Prosigue el texto sobre Kant y la orientación en el pensamiento a partir de su última oración.
:: Fuente
Para responder a esta pregunta, Kant define en primer lugar la orientación en su sentido más originario: la orientación geográfica, es decir, aquella que permite ubicarse en la tierra a partir de los astros. Así, en un primer nivel, orientarse significa simplemente encontrar el oriente a partir de una región celeste determinada: “Si veo ahora el sol en el cielo y sé que ahora es mediodía, entonces podré encontrar el sur, el oeste, el norte y el este.” Luego, propone ampliar esta concepción para pensar la orientación en el espacio en general: si me encuentro a oscuras en una habitación que conozco, alcanzaría con poder asir un solo objeto del cual recuerde su ubicación. De esta manera, a pesar de no ver nada, logro ubicarme en el espacio: la cama está aquí, la puedo tocar, por lo tanto, deduzco racionalmente que mi dormitorio se ordena con la puerta a mi izquierda, la ventana a mi derecha, el armario frente a mí, etc.
Ahora bien, para poder establecer esta cadena causal a partir de una referencia objetiva determinada –en este caso, el objeto “cama” me permite configurar mentalmente el espacio “mi dormitorio”– necesito lo que Kant denomina un “fundamento subjetivo de diferenciación”: el ser humano debe tener la capacidad interna –es decir, subjetiva– de “sentir una diferencia en mi propio sujeto”. Concretamente, esto significa que tengo que poder sentir internamente la diferencia entre mi lado izquierdo y mi lado derecho; sin esa distinción, de nada me sirve ubicar el objeto que sea.

Finalmente, Kant extiende la ampliación una vez más, precisamente al pensamiento: ¿con qué herramientas cuenta la razón para darse a sí misma – es decir, subjetivamente – un criterio o una referencia que le permita limitarse de afirmar literalmente cualquier cosa? Una vez que nos encontramos en el ámbito del pensamiento puro, sin parámetros temporales o espaciales, Kant nos dice que ese fundamento interno de diferenciación se expresa nuevamente como sentimiento, pero esta vez como un sentimiento de la exigencia propia de la razón, que nos proporciona un punto de referencia – una suerte de brújula del pensamiento – para establecer una diferencia interna entre lo que está bien orientado y lo que no. En palabras del filósofo, esto significa que “Se puede estar asegurado contra todo error si uno no se arriesga a juzgar en el caso de no saber tanto cuanto se requiere”; es decir, no erramos por ignorancia – que sólo responde a los límites constitutivos del ser humano – sino que erramos por pecar de soberbios, al emitir juicios sobre cuestiones sobre las que no sabemos lo suficiente.
::::
:: Datos del conjunto
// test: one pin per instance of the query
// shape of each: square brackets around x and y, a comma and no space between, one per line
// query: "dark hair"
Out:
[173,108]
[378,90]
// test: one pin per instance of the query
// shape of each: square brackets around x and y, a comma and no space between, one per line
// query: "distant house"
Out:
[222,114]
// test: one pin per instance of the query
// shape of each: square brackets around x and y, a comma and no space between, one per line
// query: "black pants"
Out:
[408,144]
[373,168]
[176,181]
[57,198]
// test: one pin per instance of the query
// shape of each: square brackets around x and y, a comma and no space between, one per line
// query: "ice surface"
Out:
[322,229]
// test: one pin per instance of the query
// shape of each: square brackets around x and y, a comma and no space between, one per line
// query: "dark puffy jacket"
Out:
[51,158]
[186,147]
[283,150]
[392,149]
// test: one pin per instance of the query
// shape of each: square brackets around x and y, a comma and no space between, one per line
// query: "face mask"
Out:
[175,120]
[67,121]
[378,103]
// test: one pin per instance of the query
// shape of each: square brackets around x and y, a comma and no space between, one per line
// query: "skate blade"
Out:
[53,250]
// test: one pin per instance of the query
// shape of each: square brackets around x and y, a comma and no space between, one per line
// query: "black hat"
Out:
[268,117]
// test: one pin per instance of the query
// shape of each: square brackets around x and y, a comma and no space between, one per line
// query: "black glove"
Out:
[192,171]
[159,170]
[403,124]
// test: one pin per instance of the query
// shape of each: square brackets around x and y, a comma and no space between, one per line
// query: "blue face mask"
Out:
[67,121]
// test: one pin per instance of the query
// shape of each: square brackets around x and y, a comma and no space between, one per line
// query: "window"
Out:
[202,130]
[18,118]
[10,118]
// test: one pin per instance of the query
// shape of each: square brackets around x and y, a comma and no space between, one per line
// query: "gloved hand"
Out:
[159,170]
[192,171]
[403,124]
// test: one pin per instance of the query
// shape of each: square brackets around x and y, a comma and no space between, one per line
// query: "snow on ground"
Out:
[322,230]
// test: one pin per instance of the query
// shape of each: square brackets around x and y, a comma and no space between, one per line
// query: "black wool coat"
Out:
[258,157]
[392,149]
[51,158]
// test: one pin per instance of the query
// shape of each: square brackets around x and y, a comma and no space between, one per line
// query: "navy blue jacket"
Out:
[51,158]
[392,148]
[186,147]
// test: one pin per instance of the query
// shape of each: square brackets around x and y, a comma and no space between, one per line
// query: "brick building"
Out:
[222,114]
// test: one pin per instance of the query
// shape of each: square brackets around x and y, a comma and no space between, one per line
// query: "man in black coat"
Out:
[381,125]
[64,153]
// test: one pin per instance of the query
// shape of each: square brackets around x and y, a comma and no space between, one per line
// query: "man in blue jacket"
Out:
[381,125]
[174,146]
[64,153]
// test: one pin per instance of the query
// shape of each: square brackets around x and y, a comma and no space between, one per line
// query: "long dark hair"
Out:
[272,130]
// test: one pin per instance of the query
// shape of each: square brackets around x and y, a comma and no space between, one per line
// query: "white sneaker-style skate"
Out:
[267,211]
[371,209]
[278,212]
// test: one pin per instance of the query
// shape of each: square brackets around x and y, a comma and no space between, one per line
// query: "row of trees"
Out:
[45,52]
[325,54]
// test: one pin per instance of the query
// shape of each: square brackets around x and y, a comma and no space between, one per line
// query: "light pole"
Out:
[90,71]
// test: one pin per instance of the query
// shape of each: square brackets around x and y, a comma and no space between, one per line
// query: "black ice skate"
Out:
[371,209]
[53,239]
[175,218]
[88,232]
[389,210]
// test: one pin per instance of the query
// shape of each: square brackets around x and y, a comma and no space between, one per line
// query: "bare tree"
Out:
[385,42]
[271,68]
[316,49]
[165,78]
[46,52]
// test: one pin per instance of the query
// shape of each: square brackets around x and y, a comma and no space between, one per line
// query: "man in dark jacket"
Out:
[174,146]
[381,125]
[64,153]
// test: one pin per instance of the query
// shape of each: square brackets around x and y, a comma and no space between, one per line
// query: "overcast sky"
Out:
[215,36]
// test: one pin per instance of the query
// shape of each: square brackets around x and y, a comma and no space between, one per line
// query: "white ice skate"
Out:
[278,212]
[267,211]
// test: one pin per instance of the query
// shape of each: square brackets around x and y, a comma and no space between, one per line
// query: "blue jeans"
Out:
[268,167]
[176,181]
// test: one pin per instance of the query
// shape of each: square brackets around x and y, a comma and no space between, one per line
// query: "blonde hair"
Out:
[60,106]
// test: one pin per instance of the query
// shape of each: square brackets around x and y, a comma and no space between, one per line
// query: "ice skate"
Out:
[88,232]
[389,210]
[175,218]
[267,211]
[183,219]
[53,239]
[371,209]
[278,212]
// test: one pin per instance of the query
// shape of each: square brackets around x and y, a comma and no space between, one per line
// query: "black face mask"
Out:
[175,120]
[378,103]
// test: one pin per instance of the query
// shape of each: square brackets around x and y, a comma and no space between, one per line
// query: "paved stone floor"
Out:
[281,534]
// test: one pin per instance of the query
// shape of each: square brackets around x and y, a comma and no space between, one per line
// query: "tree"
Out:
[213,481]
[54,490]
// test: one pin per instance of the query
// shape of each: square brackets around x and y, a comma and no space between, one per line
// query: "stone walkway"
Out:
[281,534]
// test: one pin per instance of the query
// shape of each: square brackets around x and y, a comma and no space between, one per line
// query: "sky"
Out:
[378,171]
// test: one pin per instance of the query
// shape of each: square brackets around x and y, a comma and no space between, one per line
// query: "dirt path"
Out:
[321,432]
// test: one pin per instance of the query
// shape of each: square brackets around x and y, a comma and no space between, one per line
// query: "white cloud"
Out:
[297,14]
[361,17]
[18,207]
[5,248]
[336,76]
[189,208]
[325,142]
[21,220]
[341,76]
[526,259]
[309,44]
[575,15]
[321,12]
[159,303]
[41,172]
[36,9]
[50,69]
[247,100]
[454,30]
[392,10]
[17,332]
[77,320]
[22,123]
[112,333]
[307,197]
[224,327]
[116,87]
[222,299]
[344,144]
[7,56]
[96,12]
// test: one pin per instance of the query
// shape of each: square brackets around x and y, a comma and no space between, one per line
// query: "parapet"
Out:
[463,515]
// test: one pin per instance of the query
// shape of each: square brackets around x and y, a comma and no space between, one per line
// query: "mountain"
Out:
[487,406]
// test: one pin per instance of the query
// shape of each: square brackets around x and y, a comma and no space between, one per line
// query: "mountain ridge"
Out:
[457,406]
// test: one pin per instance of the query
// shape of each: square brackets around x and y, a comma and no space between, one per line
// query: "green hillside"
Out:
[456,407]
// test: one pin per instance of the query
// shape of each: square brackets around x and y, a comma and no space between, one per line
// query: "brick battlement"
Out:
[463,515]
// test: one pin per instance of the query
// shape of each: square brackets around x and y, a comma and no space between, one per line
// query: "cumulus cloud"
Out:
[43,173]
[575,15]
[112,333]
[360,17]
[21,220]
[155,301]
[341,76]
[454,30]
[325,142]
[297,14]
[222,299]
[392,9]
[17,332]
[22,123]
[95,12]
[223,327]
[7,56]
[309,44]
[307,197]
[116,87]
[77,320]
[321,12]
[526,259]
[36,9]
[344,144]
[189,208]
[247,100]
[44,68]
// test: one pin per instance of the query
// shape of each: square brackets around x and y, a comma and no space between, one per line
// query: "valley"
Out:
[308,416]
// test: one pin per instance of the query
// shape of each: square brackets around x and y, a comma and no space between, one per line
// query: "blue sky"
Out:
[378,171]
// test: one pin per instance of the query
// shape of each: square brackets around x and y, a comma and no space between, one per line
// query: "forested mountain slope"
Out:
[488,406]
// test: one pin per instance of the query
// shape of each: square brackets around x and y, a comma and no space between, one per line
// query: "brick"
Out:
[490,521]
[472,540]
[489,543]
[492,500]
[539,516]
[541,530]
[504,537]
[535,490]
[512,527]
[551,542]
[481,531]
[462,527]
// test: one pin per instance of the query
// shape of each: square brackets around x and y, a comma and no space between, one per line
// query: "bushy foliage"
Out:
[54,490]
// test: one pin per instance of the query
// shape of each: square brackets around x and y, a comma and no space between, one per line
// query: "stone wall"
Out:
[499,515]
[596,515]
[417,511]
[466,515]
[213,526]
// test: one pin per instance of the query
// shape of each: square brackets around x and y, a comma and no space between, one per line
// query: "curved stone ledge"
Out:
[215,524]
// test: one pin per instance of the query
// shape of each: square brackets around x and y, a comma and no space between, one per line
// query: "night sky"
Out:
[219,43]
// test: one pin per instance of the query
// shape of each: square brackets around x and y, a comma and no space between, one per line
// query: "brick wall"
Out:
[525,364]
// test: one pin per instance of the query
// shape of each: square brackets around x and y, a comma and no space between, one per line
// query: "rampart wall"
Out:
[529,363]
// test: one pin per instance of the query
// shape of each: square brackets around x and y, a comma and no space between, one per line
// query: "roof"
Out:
::::
### Resultado
¿Cuál es la preocupación kantiana de fondo? Está pensando nada menos que en las condiciones fundamentales que permiten la libertad de pensamiento, un principio basal que va de la mano con la autonomía del ser humano. ¿Qué cosas la amenazan, y cómo asegurarse de cuidarla? En primer lugar, Kant opone la libertad de pensamiento a la coacción civil, y se pregunta: “¿pensaríamos mucho, y pensaríamos bien y con corrección, si no pensáramos en comunidad con otros, que nos comunican sus pensamientos y a los que comunicamos los nuestros?” Parecería que, sin libertad de expresión, es decir, sin un intercambio común en un espacio compartido con otros, el pensamiento no puede prosperar de manera idónea.
En segundo lugar, la libertad de pensar se opone a la intolerancia: se ve coartada cuando algunos ciudadanos se erigen en “tutores” de otros, amedrentando a los demás, manipulando sus sentimientos y obturando su capacidad de independencia racional. Asimismo, la libertad de pensar implica el sometimiento de la razón solamente a las leyes que ella misma se autoimpone; cualquier otra ley – sobre todo, aquellas que ciertos individuos particulares buscan imponer sobre otros – implica la pérdida de la libertad de pensamiento, causada por falta de voluntad, es decir, por mera cobardía de no asumir el propio criterio de razonamiento. En eso consiste, para Kant, la verdadera mayoría de edad: pensar por uno mismo. La dificultad consistiría, pues, en mantener el delicado equilibrio entre pensar con otros, sin dejar que ese otro refrene mi autonomía de raciocinio. Tamaño desafío.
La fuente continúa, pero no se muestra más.